> _GOAL_: Copy all of the lines below, including the requests, and shift each coordinate value in the answers up by 89.

++++

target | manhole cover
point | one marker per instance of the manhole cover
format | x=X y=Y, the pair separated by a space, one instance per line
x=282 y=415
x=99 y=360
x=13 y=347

++++

> _EXERCISE RESULT_:
target | manhole cover
point | one marker per instance of the manhole cover
format | x=X y=Y, the pair separated by a space, one instance per line
x=371 y=504
x=188 y=449
x=102 y=436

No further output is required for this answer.